Work required ->
From the records below, extract only the lines running from the line with "Target: snow-covered mountain" to the line with "Definition for annotators: for every instance of the exposed", both lines included, reproducing them exactly.

Material for this exercise ->
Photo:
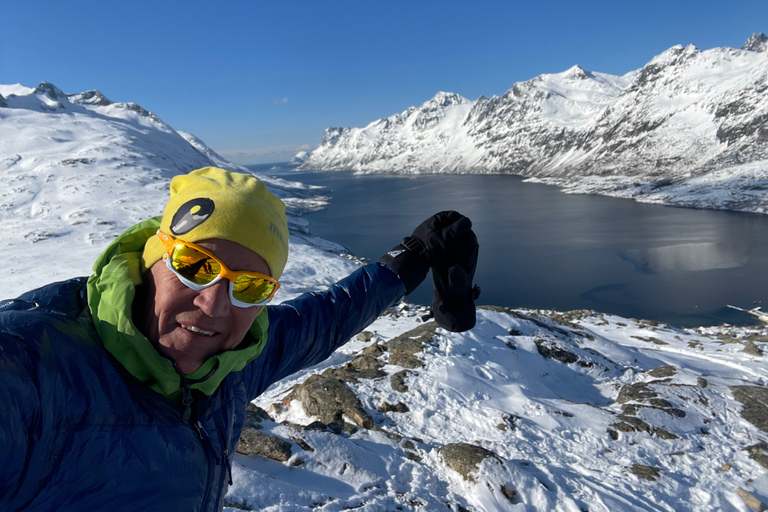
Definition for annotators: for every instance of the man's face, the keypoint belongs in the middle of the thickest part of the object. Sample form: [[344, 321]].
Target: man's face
[[190, 326]]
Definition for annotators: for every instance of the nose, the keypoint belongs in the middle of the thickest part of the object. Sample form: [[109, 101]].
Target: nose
[[214, 300]]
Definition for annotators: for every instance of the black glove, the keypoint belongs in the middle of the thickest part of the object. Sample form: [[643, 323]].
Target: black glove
[[454, 301], [443, 241]]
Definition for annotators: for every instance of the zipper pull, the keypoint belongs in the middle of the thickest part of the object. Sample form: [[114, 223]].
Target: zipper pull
[[229, 466], [186, 400], [200, 430], [186, 397]]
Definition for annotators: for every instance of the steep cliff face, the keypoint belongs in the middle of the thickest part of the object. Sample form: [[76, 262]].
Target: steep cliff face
[[686, 115]]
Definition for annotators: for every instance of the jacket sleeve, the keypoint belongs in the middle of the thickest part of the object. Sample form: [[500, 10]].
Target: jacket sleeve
[[20, 413], [307, 330]]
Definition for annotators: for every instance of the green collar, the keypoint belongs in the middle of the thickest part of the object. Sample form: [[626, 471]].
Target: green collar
[[111, 290]]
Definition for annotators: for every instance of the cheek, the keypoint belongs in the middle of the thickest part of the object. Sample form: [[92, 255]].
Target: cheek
[[242, 321]]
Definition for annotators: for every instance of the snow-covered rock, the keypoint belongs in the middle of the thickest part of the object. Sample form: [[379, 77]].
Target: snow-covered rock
[[76, 170], [689, 128]]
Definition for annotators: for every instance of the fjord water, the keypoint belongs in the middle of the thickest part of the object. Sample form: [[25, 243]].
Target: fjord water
[[540, 248]]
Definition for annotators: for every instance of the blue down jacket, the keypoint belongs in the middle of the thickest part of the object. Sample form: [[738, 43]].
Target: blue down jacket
[[78, 432]]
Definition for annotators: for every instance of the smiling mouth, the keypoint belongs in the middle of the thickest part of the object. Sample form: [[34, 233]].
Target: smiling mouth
[[197, 330]]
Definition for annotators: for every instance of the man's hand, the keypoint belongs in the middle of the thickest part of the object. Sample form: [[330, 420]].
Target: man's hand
[[446, 243]]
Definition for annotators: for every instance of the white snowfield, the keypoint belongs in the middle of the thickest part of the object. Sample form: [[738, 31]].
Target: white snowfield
[[686, 129], [580, 412]]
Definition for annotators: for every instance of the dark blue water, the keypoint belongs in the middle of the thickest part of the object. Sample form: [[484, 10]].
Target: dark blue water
[[540, 248]]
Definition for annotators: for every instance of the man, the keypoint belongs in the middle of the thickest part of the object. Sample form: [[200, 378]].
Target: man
[[128, 391]]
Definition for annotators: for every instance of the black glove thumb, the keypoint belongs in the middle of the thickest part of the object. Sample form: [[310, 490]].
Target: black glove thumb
[[453, 304]]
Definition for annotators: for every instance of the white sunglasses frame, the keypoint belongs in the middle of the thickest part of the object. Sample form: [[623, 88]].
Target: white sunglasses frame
[[198, 287]]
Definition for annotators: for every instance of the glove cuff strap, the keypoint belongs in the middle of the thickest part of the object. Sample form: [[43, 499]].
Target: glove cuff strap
[[414, 244]]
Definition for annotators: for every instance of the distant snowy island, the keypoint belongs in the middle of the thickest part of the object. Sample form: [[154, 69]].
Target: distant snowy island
[[690, 128]]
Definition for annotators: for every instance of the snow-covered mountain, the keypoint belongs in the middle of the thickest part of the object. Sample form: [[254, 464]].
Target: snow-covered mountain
[[688, 128], [530, 411], [80, 168]]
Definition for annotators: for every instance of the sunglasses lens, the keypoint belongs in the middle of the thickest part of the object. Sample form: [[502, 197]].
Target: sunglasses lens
[[251, 289], [194, 265]]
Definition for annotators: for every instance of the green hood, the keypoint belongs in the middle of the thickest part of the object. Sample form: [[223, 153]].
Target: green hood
[[111, 290]]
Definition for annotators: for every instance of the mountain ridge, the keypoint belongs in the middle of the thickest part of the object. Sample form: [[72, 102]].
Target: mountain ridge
[[690, 128]]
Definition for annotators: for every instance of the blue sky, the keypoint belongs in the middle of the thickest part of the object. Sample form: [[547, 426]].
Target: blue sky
[[259, 80]]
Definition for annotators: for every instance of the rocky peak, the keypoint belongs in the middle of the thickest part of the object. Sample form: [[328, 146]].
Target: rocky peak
[[50, 91], [89, 98], [445, 99], [756, 43], [332, 135], [578, 73]]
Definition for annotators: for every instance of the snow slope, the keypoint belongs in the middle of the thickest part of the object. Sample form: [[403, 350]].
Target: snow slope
[[688, 129], [573, 412]]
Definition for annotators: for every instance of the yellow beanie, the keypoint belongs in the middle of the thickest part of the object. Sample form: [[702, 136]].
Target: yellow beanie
[[214, 203]]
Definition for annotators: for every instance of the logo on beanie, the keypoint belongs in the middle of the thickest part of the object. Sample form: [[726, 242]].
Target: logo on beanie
[[190, 215]]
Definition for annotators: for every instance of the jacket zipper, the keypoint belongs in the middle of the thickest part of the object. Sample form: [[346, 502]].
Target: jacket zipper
[[187, 401]]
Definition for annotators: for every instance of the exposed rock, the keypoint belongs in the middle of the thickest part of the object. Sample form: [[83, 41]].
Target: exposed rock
[[464, 458], [751, 500], [759, 453], [397, 380], [374, 350], [637, 392], [752, 349], [329, 399], [508, 493], [403, 348], [398, 407], [254, 415], [365, 336], [302, 443], [405, 361], [755, 400], [255, 442], [549, 350], [646, 472], [662, 372], [413, 341]]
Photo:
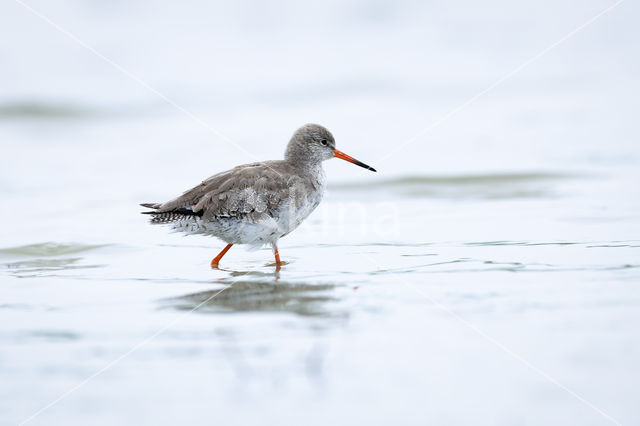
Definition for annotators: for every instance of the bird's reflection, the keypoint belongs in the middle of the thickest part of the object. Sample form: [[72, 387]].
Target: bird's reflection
[[263, 296]]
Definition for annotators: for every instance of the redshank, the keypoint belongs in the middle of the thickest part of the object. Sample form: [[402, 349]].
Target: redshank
[[257, 203]]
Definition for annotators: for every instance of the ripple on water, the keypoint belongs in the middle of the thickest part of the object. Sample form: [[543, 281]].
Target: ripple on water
[[262, 296], [48, 249], [34, 259], [481, 186]]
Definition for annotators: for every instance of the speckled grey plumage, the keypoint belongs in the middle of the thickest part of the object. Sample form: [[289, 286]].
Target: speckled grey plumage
[[255, 203]]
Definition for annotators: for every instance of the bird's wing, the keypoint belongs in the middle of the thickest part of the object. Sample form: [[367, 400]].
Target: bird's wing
[[250, 189]]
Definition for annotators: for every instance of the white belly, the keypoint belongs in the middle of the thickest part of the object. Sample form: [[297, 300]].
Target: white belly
[[255, 229]]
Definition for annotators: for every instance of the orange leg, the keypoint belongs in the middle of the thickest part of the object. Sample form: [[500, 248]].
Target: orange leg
[[277, 255], [216, 260]]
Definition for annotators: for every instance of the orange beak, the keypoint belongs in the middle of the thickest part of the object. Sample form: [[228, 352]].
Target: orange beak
[[345, 157]]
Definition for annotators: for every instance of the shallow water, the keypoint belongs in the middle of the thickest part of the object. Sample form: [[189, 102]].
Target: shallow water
[[487, 274]]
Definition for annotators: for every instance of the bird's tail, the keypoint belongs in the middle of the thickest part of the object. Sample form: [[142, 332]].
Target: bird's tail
[[169, 216]]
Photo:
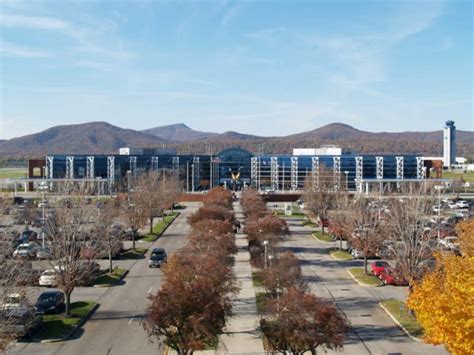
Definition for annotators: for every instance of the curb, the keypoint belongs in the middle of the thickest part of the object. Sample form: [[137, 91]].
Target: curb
[[76, 327], [319, 240], [398, 323], [332, 256], [116, 283], [360, 283]]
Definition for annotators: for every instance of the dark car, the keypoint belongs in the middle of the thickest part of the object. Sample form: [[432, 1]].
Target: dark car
[[50, 302], [28, 236], [157, 257]]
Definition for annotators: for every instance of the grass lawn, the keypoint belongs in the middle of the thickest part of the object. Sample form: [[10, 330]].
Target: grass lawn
[[340, 254], [468, 177], [110, 279], [261, 298], [13, 173], [399, 311], [56, 326], [159, 227], [257, 278], [133, 254], [368, 279], [322, 237]]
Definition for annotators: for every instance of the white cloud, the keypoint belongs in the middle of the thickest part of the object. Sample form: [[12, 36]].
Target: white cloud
[[10, 49], [32, 22]]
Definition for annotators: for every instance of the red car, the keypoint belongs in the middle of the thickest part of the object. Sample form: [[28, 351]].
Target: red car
[[378, 267], [392, 276]]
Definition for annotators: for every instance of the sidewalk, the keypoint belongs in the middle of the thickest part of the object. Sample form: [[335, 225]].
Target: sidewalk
[[372, 331], [242, 334]]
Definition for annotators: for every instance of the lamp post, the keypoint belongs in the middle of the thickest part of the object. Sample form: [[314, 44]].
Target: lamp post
[[439, 188], [265, 243], [43, 187]]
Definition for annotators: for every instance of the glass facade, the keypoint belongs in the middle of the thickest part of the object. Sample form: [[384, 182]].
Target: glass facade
[[235, 168]]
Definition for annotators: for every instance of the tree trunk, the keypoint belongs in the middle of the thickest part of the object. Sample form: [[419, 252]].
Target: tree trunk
[[133, 239], [110, 259], [68, 303]]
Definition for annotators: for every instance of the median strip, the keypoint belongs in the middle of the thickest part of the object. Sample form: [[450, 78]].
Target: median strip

Response for this exercise ->
Target: snow-covered mountain
[[688, 128], [530, 411], [80, 168]]
Definition for annotators: for every instance of the sunglasses lens, the keypoint belongs in the middle of the thickest part of the object. Sample form: [[502, 197]].
Target: sunglasses lens
[[251, 289], [194, 265]]
Definition for annotators: for every instance of the green hood, the keypoint belongs in the middle of the thickest part of the object. Sample form: [[223, 153]].
Target: green hood
[[111, 290]]
Definition for annotators: for every instance of the mountain ridge, the keypoint belongs in the middle of the thickest part of the object. Sample form: [[72, 102]].
Target: mountain ridge
[[690, 128]]
Definition for annotators: for every instance of the blue sky, the keypoint belongs in the middle of the thickest part of the object. Sample form: [[547, 426]].
Target: blue sky
[[259, 80]]
Definition for annotators: for every instance of the rocky peak, the keypoint belongs in the middle of the thickest part of the object. Sample form: [[328, 146]].
Target: rocky peak
[[50, 91], [89, 98], [445, 99], [756, 43], [332, 135], [578, 73]]
Definition for annotators: for every instance of the snow slope, the keypoint belongs in the middle of the thickest part of the object. Sample form: [[403, 350]].
Target: snow slope
[[688, 129], [573, 412]]
Definition for annotators: for every instance of the yellow beanie, the keypoint belongs in the middle of the thickest part of the object. Sample form: [[702, 136]].
Target: yellow beanie
[[214, 203]]
Definition for annotators: for every instance of the logo on beanie, the keypoint belongs in the middle of the thickest part of the object. Sample form: [[726, 242]].
Target: logo on beanie
[[190, 215]]
Definition for annotators: for every instance of the jacket zipper, the keypoint belongs in the middle of the thickest part of the object. Sample form: [[346, 502]].
Target: jacket zipper
[[187, 401]]
Definition for annotators: for every instance of the exposed rock, the keypoint belongs in the middle of the thickest part of the object. Sample form: [[83, 41]].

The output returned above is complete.